STATED TASK A
Repeat the entries below word for word, starting at the line that contains "Locate the sky" and ending at the line that contains "pixel 153 565", with both of those lines included. Leave the pictures out of your answer.

#### PASSAGE GIVEN ####

Contention is here made as was in the trial court, that the search was illegal and that the trial court erred in overruling defendant’s objection to the introduction in evidence of the seized heroin because of search illegality.

The ABC officer, Lamar Hadden, who set up the arrest and search, testified that he did not have a search warrant and did not try to obtain one because of the lateness of the hour and the inaccessibility at the late hour of an officer authorized to issue such warrant; that the time element prevented him from obtaining the warrant; He further testified about prior experiences in failing to obtain a search warrant at a normal hour, so he proceeded without one to act on the information obtained over the telephone.

He further testified that his informer was reliable; that he acted on information on three prior occasions pursuant to the information obtained from their informer; that on each occasion the informer was correct and the defendants'were convicted.

The evidence we think fully established the existence of reasonable cause to sustain the officer’s arrest of defendant without a warrant of arrest. T. 15 § 154, Code of Alabama 1940, Recompiled 1958, authorizes such arrest. We quote:

“An officer may also arrest any person, without warrant, on any day and at any time, for any public offense committed, or a breach of the peace threatened in his presence; or when a felony has been committed, though not in his presence, by the person arrested, or when a felony has been committed, and he has reasonable cause to believe that the person arrested committed it; or when he has reasonable cause to believe that the person arrested has committed a felony, although it may afterwards appear that a felony had not in fact been committed; or on a charge made, upon reasonable cause, that the person arrested has committed a felony.”

#### DATA IN THIS EXERCISE ####

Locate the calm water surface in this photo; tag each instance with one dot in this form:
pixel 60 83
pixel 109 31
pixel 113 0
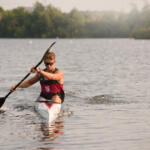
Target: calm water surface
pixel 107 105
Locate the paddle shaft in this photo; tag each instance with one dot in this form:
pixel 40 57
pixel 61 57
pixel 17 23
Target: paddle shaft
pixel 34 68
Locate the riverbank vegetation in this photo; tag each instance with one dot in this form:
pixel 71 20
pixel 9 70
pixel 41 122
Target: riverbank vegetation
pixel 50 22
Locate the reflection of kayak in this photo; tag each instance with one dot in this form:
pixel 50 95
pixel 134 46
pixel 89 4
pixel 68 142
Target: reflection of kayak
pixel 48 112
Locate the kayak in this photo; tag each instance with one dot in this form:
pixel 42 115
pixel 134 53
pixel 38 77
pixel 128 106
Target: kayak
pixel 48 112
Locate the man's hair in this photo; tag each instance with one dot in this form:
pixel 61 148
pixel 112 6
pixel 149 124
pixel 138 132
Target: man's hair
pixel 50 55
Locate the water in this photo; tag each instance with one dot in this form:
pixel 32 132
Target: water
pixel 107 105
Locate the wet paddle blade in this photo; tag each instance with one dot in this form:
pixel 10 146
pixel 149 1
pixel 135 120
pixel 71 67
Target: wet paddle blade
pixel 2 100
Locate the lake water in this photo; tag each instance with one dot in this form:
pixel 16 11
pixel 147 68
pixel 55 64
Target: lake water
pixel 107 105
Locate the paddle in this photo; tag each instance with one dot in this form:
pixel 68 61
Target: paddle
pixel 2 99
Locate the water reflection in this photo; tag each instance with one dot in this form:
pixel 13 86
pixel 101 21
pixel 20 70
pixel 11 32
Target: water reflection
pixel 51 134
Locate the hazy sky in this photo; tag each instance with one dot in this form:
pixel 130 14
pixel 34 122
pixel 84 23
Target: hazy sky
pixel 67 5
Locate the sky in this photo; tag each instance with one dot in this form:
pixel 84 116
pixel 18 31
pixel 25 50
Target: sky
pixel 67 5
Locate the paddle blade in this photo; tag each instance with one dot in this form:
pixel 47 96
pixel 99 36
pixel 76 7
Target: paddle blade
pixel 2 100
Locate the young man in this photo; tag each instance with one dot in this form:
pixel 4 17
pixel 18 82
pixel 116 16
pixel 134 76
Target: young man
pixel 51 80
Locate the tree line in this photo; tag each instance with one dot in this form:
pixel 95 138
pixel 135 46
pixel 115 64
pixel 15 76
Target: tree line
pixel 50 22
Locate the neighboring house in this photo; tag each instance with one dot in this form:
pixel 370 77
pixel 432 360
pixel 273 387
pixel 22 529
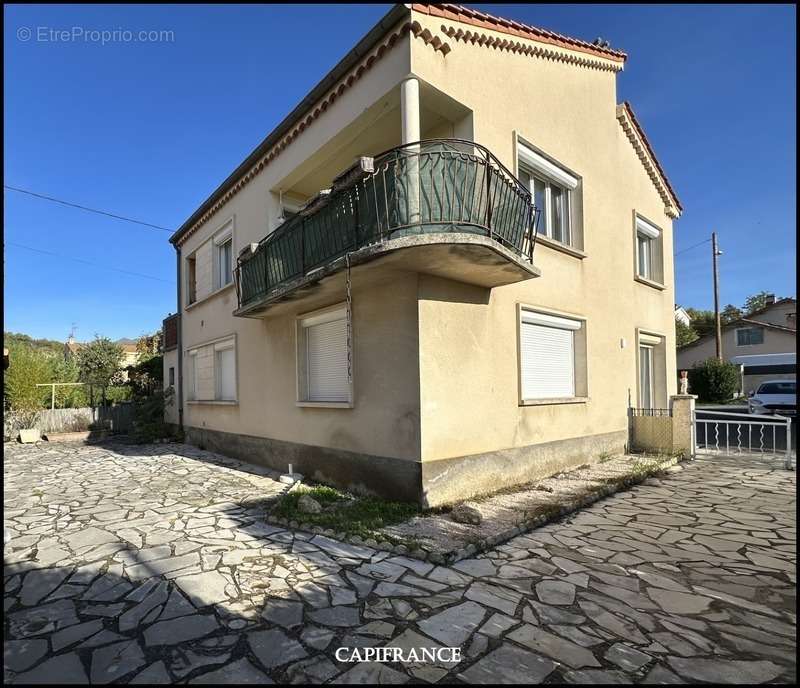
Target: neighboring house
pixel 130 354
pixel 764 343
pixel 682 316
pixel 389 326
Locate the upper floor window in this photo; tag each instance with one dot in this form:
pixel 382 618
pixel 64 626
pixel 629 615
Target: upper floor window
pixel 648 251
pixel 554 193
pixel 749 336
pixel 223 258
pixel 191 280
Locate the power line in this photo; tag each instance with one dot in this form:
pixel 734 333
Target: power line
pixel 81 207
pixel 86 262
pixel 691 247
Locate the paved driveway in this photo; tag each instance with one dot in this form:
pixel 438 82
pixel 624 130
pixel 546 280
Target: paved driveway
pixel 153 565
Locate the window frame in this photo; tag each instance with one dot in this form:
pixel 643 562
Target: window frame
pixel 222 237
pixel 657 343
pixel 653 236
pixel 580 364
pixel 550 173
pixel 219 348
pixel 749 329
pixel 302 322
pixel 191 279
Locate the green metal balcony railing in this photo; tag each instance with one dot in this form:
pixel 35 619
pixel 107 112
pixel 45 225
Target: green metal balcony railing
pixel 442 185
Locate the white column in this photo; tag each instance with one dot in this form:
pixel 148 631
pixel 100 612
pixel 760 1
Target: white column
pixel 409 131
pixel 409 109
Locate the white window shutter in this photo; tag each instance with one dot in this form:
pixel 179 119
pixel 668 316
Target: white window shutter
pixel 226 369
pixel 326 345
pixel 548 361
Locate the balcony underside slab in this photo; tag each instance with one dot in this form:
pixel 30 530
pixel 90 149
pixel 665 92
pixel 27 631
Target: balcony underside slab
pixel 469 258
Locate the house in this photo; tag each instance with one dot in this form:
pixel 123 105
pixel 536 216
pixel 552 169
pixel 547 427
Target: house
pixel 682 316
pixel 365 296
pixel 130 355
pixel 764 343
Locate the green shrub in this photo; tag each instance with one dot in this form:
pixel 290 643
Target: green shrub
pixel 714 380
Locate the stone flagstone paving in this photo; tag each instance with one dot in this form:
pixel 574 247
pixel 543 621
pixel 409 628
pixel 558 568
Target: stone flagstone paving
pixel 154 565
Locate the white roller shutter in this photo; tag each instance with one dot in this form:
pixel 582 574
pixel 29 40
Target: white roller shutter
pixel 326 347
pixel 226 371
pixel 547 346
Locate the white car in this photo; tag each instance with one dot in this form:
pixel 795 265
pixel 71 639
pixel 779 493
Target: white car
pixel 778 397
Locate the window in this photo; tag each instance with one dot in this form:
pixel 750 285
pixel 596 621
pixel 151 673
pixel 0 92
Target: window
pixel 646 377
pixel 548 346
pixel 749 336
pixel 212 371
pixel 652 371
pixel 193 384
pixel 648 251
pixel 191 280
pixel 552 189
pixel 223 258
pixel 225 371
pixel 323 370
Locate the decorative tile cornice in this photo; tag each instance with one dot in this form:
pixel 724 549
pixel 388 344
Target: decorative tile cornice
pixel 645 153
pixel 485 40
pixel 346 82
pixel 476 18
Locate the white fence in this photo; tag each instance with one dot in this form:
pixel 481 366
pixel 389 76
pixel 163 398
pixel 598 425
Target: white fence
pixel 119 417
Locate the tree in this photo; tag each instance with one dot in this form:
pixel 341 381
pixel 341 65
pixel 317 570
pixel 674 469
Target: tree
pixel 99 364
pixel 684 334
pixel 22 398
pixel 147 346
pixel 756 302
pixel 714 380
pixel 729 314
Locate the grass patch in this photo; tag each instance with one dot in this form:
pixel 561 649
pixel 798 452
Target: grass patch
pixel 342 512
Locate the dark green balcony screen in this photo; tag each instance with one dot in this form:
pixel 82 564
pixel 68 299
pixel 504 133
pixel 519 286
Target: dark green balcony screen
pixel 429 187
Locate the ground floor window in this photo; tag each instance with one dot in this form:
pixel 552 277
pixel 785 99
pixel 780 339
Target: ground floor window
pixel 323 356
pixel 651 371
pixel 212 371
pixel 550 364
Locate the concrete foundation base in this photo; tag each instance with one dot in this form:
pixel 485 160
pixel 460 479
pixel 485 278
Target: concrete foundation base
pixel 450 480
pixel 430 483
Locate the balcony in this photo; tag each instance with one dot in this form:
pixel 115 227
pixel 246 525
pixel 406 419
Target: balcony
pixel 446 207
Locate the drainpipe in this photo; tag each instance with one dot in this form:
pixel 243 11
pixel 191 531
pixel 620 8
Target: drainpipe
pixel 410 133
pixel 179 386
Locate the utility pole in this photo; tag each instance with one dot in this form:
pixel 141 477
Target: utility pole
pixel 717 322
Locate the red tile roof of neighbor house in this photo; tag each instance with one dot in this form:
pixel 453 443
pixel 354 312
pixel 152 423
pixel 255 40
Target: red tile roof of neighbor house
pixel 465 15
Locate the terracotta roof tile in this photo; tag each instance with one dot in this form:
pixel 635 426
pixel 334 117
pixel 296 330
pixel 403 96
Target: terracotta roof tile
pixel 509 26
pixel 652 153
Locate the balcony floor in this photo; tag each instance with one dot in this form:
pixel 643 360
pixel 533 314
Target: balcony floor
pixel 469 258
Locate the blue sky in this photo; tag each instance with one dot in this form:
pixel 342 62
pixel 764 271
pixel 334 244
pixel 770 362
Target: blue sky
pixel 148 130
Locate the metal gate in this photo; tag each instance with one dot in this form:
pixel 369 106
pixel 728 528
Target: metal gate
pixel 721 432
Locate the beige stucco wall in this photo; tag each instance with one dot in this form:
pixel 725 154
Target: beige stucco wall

####

STATED TASK B
Translate this sentence from the passage on the warrantless arrest into Spanish: "The evidence we think fully established the existence of reasonable cause to sustain the officer’s arrest of defendant without a warrant of arrest."

EXERCISE RESPONSE A
Locate the sky in this photo; tag each instance with one dot in this form:
pixel 84 116
pixel 18 31
pixel 25 50
Target: sky
pixel 67 5
Locate the paddle blade in this photo; tag each instance with one dot in this form:
pixel 47 96
pixel 99 36
pixel 76 7
Target: paddle blade
pixel 2 100
Locate the young man in this photo; tag each instance with one dot in this form:
pixel 4 17
pixel 18 82
pixel 116 16
pixel 134 76
Target: young man
pixel 51 80
Locate the tree line in this photo; tag each instance with one dot in this form:
pixel 95 138
pixel 135 46
pixel 115 64
pixel 15 76
Target: tree line
pixel 50 22
Locate the neighboring house in this photo; tag each instance with one dot in this form:
pixel 370 77
pixel 432 360
pixel 273 387
pixel 22 529
Target: neighboring house
pixel 130 354
pixel 764 343
pixel 682 316
pixel 389 326
Locate the upper floor window in this photo; tag each instance with one dot in this form:
pixel 382 618
pixel 64 626
pixel 629 615
Target: upper floor window
pixel 648 251
pixel 554 193
pixel 749 336
pixel 223 258
pixel 191 280
Locate the power line in this photo; tag each instance with one dot in this form:
pixel 734 333
Target: power line
pixel 81 207
pixel 86 262
pixel 691 247
Locate the paved driveway in this photo; tag each instance with one dot in this form:
pixel 438 82
pixel 624 130
pixel 546 280
Target: paved driveway
pixel 153 565

EXERCISE RESPONSE B
Consideramos que la prueba estableció plenamente la existencia de causa razonable para sostener el arresto del acusado por parte del oficial sin orden de arresto.